━━ DATASET EXTRACT ━━

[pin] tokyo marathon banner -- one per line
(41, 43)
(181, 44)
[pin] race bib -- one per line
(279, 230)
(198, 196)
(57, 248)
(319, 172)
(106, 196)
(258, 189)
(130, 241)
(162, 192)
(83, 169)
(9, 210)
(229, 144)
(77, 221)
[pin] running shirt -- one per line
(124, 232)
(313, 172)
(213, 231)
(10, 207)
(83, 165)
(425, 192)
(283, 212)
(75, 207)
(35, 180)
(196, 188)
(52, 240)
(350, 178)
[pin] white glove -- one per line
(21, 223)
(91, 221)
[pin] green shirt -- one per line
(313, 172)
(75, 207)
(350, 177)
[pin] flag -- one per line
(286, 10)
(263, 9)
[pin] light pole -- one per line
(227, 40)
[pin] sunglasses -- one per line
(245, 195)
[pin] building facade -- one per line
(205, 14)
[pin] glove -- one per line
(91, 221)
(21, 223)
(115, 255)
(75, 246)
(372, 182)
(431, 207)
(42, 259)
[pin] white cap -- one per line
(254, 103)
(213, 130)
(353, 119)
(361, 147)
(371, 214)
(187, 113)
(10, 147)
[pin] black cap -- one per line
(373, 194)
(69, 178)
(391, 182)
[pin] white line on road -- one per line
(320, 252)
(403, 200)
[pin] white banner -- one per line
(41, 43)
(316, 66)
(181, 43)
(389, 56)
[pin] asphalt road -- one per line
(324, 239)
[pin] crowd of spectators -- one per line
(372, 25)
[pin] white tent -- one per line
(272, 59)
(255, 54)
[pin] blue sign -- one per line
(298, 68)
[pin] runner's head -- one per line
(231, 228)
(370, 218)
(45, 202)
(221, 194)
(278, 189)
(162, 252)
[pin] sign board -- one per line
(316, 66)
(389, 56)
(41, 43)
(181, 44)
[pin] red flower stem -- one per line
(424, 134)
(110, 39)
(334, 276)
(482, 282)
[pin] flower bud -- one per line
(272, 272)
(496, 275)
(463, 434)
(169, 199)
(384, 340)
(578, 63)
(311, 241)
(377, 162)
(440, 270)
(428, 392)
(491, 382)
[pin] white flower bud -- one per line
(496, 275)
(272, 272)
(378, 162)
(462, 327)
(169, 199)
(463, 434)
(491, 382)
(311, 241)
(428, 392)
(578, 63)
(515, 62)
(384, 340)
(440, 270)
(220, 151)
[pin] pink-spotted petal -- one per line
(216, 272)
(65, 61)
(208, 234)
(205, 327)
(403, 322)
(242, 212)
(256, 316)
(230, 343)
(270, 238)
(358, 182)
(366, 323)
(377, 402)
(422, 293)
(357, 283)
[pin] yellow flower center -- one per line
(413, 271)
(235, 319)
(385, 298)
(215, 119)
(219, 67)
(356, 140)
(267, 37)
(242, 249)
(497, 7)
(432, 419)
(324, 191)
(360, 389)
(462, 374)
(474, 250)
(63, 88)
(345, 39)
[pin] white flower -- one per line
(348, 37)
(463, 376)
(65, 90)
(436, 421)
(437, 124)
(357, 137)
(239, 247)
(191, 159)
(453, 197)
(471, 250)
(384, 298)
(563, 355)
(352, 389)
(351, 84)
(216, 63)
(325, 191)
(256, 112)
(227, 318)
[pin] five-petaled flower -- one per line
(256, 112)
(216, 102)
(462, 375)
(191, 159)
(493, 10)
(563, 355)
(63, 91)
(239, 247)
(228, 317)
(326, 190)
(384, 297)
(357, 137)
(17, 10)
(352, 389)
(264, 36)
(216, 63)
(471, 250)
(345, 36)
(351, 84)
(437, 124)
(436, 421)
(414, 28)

━━━

=== WRITTEN REQUEST ===
Copy the entries above exactly, leaving none out.

=== OUTPUT OF THE EXERCISE ===
[pin] tokyo marathon banner -- one per line
(41, 43)
(181, 44)
[pin] race bib -- one per line
(279, 230)
(198, 196)
(57, 248)
(319, 172)
(106, 196)
(258, 189)
(130, 241)
(162, 192)
(83, 169)
(9, 210)
(229, 144)
(77, 221)
[pin] running shirt -- one per line
(124, 232)
(313, 172)
(213, 231)
(10, 207)
(83, 165)
(425, 192)
(283, 212)
(75, 207)
(35, 180)
(196, 188)
(52, 240)
(350, 178)
[pin] white glove -- one per line
(21, 223)
(91, 221)
[pin] green shirt -- one per line
(313, 172)
(75, 207)
(350, 177)
[pin] flag -- one per line
(286, 10)
(263, 9)
[pin] light pole -- one per line
(227, 40)
[pin] sunglasses -- one per line
(245, 195)
[pin] building facade -- one per line
(205, 14)
[pin] glove -- one per line
(91, 221)
(21, 223)
(115, 255)
(75, 246)
(372, 182)
(431, 207)
(42, 259)
[pin] white cap -- one per line
(254, 103)
(213, 130)
(353, 119)
(361, 147)
(371, 214)
(187, 113)
(10, 147)
[pin] black cap -- one per line
(373, 194)
(69, 178)
(391, 182)
[pin] white line on road -- one per line
(320, 252)
(403, 200)
[pin] white banner -- one per line
(41, 43)
(316, 66)
(181, 43)
(389, 56)
[pin] asphalt road -- one per line
(324, 239)
[pin] crowd of spectators -- one per line
(372, 25)
[pin] white tent -- one per line
(272, 59)
(255, 54)
[pin] blue sign -- one per line
(298, 68)
[pin] runner's head -- one per line
(231, 228)
(370, 218)
(45, 202)
(221, 194)
(278, 189)
(162, 252)
[pin] sign board -- one per line
(316, 66)
(389, 56)
(41, 43)
(181, 44)
[pin] red flower stem -- one per line
(424, 134)
(110, 39)
(334, 276)
(482, 282)
[pin] flower bud -- one per line
(272, 272)
(496, 275)
(463, 434)
(169, 199)
(384, 340)
(578, 63)
(311, 241)
(377, 162)
(440, 270)
(428, 392)
(491, 382)
[pin] white flower bud -- one per line
(496, 275)
(272, 272)
(378, 162)
(462, 327)
(169, 199)
(463, 434)
(491, 382)
(311, 241)
(428, 392)
(578, 63)
(515, 62)
(384, 340)
(440, 270)
(220, 151)
[pin] pink-spotted petal -- one per line
(216, 272)
(65, 61)
(208, 234)
(205, 327)
(403, 322)
(242, 212)
(256, 316)
(230, 343)
(270, 238)
(358, 182)
(366, 323)
(377, 402)
(422, 293)
(357, 283)
[pin] yellow flower center -- one per line
(413, 271)
(235, 319)
(385, 298)
(215, 119)
(219, 67)
(356, 140)
(267, 37)
(242, 249)
(497, 7)
(432, 419)
(324, 191)
(360, 389)
(462, 374)
(474, 250)
(63, 88)
(345, 39)
[pin] white flower -- one per line
(348, 37)
(463, 376)
(65, 90)
(436, 421)
(437, 124)
(357, 137)
(239, 247)
(191, 159)
(453, 197)
(471, 250)
(384, 298)
(563, 355)
(352, 389)
(351, 84)
(216, 63)
(325, 191)
(256, 112)
(227, 318)
[pin] five-petaled flower -- one per line
(256, 112)
(216, 102)
(462, 375)
(191, 159)
(493, 10)
(563, 355)
(63, 91)
(239, 247)
(228, 317)
(326, 190)
(384, 297)
(357, 137)
(17, 10)
(352, 389)
(264, 36)
(216, 63)
(471, 250)
(345, 36)
(351, 84)
(437, 124)
(436, 421)
(414, 28)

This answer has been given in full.